* ACTIVITY:
Resume the passage below about Pope Francis and the peace effort in South Sudan, writing on from its last sentence.

Before a leg injury forced him to postpone travel, Pope Francis was scheduled to make an ecumenical “pilgrimage of peace” to South Sudan. He would have been joined by Archbishop of Canterbury Justin Welby and Rev. Jim Wallace, moderator of the Church of Scotland. Together, the three faith leaders were hoping to build on momentum established back in 2019, when Francis and Welby hosted South Sudanese political leaders for a spiritual retreat at the Vatican. That event—in particular the poignant moment when Francis bowed to kiss the feet of each attendee—marked a turning point for the troubled African country, where civil war had been raging for six years. Not long after their visit to Rome, on February 22, 2020, President Salva Kiir and First Vice President Riek Machar, the opposition leader, announced the end of hostilities. It was an extraordinary development: while the South Sudanese peace process has been sluggish, and sporadic fighting has continued, this previously unthinkable display of unity signaled real progress.

* MATERIAL PROVIDED:
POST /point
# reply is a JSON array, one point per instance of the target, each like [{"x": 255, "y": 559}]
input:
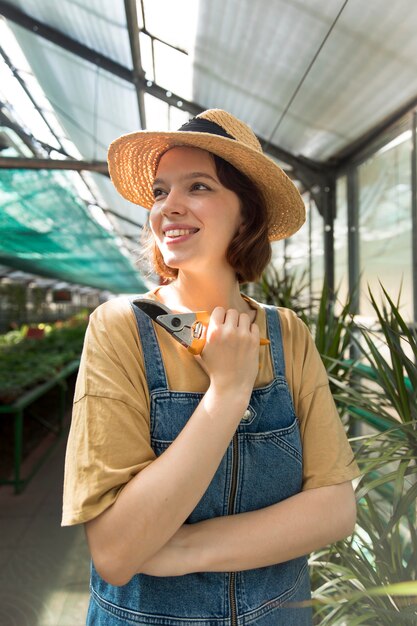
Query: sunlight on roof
[
  {"x": 18, "y": 102},
  {"x": 174, "y": 25}
]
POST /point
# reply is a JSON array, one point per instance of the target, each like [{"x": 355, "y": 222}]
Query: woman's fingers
[{"x": 231, "y": 353}]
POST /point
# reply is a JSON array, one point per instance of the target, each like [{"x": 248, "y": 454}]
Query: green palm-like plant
[{"x": 382, "y": 552}]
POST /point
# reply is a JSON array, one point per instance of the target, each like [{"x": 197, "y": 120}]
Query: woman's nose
[{"x": 173, "y": 203}]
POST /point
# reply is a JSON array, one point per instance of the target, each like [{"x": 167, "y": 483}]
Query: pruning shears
[{"x": 187, "y": 328}]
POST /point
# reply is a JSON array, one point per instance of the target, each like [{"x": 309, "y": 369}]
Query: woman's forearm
[
  {"x": 156, "y": 502},
  {"x": 281, "y": 532}
]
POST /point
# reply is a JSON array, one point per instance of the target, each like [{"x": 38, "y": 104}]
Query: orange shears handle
[{"x": 199, "y": 329}]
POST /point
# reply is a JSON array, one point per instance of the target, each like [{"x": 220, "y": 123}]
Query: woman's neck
[{"x": 196, "y": 293}]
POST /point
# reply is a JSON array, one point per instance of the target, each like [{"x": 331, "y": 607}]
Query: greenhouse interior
[{"x": 329, "y": 87}]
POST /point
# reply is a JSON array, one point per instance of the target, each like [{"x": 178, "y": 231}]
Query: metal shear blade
[{"x": 182, "y": 326}]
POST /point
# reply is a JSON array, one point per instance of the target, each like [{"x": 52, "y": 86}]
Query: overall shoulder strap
[
  {"x": 154, "y": 365},
  {"x": 275, "y": 337}
]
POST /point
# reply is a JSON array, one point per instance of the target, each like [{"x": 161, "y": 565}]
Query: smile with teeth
[{"x": 179, "y": 232}]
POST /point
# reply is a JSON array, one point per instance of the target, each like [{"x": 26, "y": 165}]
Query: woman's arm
[
  {"x": 292, "y": 528},
  {"x": 156, "y": 502}
]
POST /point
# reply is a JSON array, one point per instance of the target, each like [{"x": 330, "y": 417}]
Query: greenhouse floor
[{"x": 44, "y": 569}]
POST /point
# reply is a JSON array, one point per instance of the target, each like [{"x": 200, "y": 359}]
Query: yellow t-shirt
[{"x": 109, "y": 440}]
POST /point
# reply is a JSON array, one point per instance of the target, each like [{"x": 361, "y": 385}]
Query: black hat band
[{"x": 201, "y": 125}]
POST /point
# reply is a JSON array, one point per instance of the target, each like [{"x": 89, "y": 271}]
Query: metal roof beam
[
  {"x": 14, "y": 163},
  {"x": 51, "y": 34},
  {"x": 300, "y": 165},
  {"x": 358, "y": 149},
  {"x": 138, "y": 73}
]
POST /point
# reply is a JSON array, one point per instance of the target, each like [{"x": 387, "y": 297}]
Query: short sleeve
[
  {"x": 109, "y": 440},
  {"x": 327, "y": 455}
]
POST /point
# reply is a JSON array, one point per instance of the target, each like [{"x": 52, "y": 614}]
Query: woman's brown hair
[{"x": 249, "y": 252}]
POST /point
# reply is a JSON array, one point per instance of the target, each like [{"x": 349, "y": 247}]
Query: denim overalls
[{"x": 262, "y": 465}]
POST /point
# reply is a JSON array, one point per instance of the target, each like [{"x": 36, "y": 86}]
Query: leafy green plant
[
  {"x": 383, "y": 549},
  {"x": 25, "y": 363}
]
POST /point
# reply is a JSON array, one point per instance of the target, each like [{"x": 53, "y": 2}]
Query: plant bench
[{"x": 17, "y": 410}]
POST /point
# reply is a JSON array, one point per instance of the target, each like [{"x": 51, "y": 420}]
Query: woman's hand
[{"x": 231, "y": 354}]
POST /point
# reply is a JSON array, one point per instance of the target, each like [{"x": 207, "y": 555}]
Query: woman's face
[{"x": 194, "y": 217}]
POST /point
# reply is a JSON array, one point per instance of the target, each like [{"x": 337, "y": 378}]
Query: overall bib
[{"x": 262, "y": 466}]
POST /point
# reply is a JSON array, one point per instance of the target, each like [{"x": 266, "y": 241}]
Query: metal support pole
[
  {"x": 138, "y": 73},
  {"x": 329, "y": 212},
  {"x": 414, "y": 210},
  {"x": 353, "y": 238}
]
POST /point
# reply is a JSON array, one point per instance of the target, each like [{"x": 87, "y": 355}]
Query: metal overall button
[{"x": 247, "y": 415}]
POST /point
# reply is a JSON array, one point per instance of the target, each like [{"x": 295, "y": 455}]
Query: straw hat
[{"x": 133, "y": 160}]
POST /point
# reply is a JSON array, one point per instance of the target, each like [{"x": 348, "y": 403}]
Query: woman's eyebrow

* ANSWER TO THIS EXERCISE:
Whenever their visit occurs, Francis, Welby, and Wallace should harbor no illusions about the brutality of South Sudan’s recent history and the difficulties it poses for creating a lasting peace. The country has been split along ethnic lines since violence erupted in December 2013, two years after the referendum that formalized South Sudan’s independence. Just hours after Kiir accused Machar of plotting a coup, Dinka soldiers loyal to the former stormed the streets of the South Sudanese capital, Juba, systematically rounding up, torturing, and killing members of Machar’s Nuer ethnic group. Weeks later, Nuer militias responded by attacking the city of Bor, about 130 miles to the north, overwhelming government troops, raping and killing women in their hospital beds, beating men and children to death, and gunning down anyone who tried to escape. All told, some two thousand civilians were killed. Since then, hundreds of thousands more have died as a result of atrocities committed by both sides.
Compounding South Sudan’s political divisions is the ongoing devastation wrought by climate change, to which the country’s impoverished population is particularly vulnerable. Located where the Horn of Africa meets the semi-arid Sahel, South Sudan has long had a highly variable climate. Precipitation there is difficult to predict, as erratic rainfall patterns sometimes produce both droughts and floods in the same year. Historically, this variability made life difficult, but not impossible. Sedentary farming communities developed ways of preparing for and responding to unusual droughts and floods by stockpiling grain, while nomadic sheep and cattle herders traveled great distances in search of greener pastures.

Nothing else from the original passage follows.